SUPPLIED PASSAGE ::
━━━━━━━━━━━━━━━━━━━━━━━━━━━━━━

It’s important to let down your professional guard a little when using social media. Social media land is, surprise surprise, a social place. People share things they find funny, thought-provoking, interesting or useful with their connections as well as serious or business related information. It’s important to pay close attention to the more light-hearted subject matter you can share with your followers.

"People share things they find funny, thought-provoking, interesting or useful with their connections as well as serious or business related information."

You could start with something as simple as asking them what they’ve got planned for the holidays – few businesses connect with their customers on that level – but those that do find they can build strong relationships with their following – just take a look at Coca Cola, or Starbucks pages on Facebook for that.

Admittedly, you only have a certain number of options for the actual format of your updates – pure text, adding links, uploading a photo or sharing a video. Nevertheless, you can vary the type of update you post, and it is content, to keep things fresh.

You should always try to keep things varied because if your updates get predictable, boring or annoying, at best your followers will hide your feed and at worse break their connection with you permanently and unfriend you.

Tempting though it is, do avoid taking the easy route by constantly auto-publishing content from your blog, or republishing your tweets as a Facebook status update, or syndicating someone else’s RSS feed for weeks on end.
Your followers will spot these updates for the automated filler it really is – a subtle display you’re being a bit lazy and fairly disinterested in them and their needs online. Not good.

People who constantly share identical (syndicated) content from their favourite profile on their other profiles usually forget to check into their other social media accounts. So, some hapless Facebook follower may reply to one of these syndicated Twitter messages, and the profile owner fails to spot that interaction for many weeks. Two out of ten to that approach. 

Don’t push your products and services every five minutes

Although you may represent the brand you are not here to promote it constantly. Your comment threads, Facebook wall, Twitter, email lists, forums or any other communication channels in your control are not to be used as promotional vehicles either.

━━━━━━━━━━━━━━━━━━━━━━━━━━━━━━

Coordinate annotation items:
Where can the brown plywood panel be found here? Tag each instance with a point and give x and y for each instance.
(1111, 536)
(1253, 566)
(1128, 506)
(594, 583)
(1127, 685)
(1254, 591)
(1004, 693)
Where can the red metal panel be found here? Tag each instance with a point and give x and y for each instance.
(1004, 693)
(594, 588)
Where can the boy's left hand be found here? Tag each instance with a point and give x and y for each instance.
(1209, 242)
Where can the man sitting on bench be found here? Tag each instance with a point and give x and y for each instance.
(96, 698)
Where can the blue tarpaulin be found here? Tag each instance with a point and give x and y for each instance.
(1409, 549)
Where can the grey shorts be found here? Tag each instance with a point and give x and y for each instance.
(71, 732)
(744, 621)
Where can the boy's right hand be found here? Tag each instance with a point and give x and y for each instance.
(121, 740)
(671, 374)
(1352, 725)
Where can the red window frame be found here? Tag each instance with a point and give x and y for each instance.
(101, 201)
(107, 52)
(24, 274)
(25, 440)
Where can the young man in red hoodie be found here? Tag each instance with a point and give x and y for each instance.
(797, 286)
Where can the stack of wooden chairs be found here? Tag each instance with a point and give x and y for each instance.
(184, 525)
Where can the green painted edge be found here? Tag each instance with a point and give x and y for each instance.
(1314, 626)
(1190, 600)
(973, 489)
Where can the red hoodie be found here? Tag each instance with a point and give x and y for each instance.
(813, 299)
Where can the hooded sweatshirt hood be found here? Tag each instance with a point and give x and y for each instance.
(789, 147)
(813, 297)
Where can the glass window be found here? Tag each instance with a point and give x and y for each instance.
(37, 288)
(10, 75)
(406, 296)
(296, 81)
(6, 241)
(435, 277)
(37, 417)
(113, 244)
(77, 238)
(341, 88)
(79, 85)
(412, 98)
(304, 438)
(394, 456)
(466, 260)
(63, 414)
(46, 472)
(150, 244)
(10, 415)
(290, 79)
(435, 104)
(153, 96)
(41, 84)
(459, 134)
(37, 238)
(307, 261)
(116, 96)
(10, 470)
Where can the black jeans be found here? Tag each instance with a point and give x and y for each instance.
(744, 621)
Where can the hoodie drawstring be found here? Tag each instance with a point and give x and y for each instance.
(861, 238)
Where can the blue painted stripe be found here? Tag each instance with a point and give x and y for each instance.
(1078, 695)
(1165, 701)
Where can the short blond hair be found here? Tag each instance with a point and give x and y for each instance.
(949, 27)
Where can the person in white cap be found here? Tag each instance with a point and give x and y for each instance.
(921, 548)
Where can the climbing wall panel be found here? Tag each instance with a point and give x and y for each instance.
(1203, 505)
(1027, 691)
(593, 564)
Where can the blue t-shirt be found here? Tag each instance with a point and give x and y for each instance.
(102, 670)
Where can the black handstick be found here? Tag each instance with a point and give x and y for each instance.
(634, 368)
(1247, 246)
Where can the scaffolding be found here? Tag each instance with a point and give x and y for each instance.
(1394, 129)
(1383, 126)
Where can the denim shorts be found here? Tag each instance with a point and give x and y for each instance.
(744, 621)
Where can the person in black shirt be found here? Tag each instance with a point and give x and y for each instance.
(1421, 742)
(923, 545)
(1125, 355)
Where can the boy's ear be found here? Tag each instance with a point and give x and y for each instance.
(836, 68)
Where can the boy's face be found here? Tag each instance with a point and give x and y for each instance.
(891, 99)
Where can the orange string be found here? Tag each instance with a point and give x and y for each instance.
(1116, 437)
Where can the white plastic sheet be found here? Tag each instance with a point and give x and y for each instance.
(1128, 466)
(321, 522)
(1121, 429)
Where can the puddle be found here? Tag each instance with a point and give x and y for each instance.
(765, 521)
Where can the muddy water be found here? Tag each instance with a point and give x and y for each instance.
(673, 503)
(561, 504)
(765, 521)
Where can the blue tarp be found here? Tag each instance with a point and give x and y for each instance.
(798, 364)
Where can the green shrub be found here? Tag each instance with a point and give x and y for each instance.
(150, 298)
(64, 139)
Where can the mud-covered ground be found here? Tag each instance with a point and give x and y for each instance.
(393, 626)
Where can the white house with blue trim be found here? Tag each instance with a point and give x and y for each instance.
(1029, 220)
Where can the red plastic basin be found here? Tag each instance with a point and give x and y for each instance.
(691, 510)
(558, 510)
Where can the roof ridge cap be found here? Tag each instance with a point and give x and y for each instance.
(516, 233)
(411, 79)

━━━━━━━━━━━━━━━━━━━━━━━━━━━━━━

WHAT TO PRODUCE ::
Copy word for word the stretch of the social media passage from "Tempting though it" through "to that approach.". These items have no connection to the social media passage.

RESPONSE TO THE EXERCISE ::
Tempting though it is, do avoid taking the easy route by constantly auto-publishing content from your blog, or republishing your tweets as a Facebook status update, or syndicating someone else’s RSS feed for weeks on end.
Your followers will spot these updates for the automated filler it really is – a subtle display you’re being a bit lazy and fairly disinterested in them and their needs online. Not good.

People who constantly share identical (syndicated) content from their favourite profile on their other profiles usually forget to check into their other social media accounts. So, some hapless Facebook follower may reply to one of these syndicated Twitter messages, and the profile owner fails to spot that interaction for many weeks. Two out of ten to that approach.